> **BAHAN LATIHAN**:

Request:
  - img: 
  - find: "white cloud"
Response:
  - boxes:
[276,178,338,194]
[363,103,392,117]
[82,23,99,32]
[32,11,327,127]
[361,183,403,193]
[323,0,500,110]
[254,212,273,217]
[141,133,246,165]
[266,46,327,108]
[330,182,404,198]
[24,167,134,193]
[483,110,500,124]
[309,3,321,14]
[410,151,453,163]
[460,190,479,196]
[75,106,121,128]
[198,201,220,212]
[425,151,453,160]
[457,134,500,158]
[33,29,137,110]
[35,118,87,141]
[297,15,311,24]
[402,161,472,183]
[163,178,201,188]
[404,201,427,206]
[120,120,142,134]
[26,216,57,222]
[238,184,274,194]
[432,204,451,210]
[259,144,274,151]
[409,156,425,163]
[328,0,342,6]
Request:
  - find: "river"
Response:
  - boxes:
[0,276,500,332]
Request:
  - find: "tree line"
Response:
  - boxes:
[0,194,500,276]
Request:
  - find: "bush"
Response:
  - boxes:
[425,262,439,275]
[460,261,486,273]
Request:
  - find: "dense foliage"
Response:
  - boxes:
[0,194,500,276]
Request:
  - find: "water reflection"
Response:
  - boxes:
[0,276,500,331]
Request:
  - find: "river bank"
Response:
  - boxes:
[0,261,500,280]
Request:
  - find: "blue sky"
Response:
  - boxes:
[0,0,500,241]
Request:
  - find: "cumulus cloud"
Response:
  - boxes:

--

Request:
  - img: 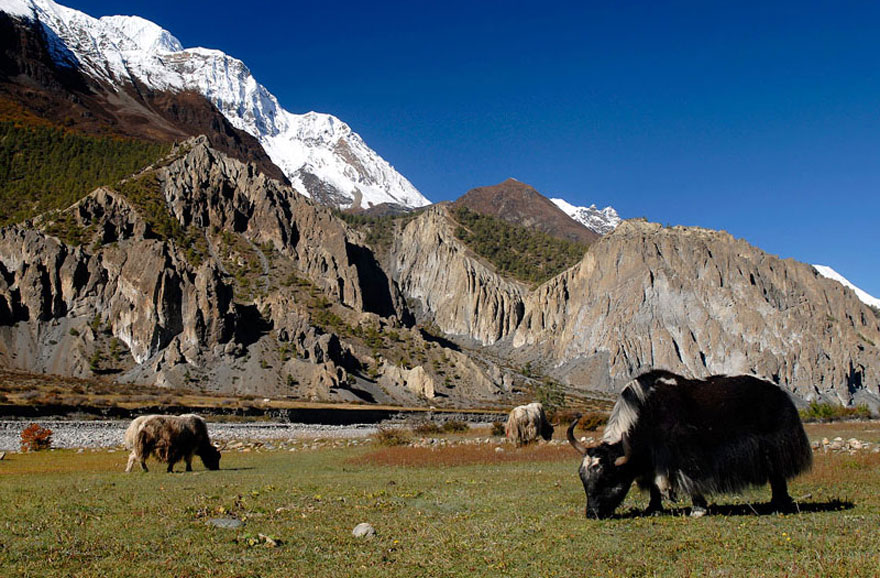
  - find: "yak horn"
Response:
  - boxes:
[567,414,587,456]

> **SOAL LATIHAN**: Kumpulkan semua baris dalam bahan di atas yang memuat kata "find". Huruf kapital dan huruf kecil dibedakan.

> **PEMBAHASAN JAWABAN**:
  - find: "white cloud"
  - find: "river"
  - find: "tree line"
  - find: "bush"
  - find: "dense foliage"
  - find: "water reflection"
  - find: "river bank"
  - find: "blue sky"
  - find: "cumulus cloud"
  - find: "yak horn"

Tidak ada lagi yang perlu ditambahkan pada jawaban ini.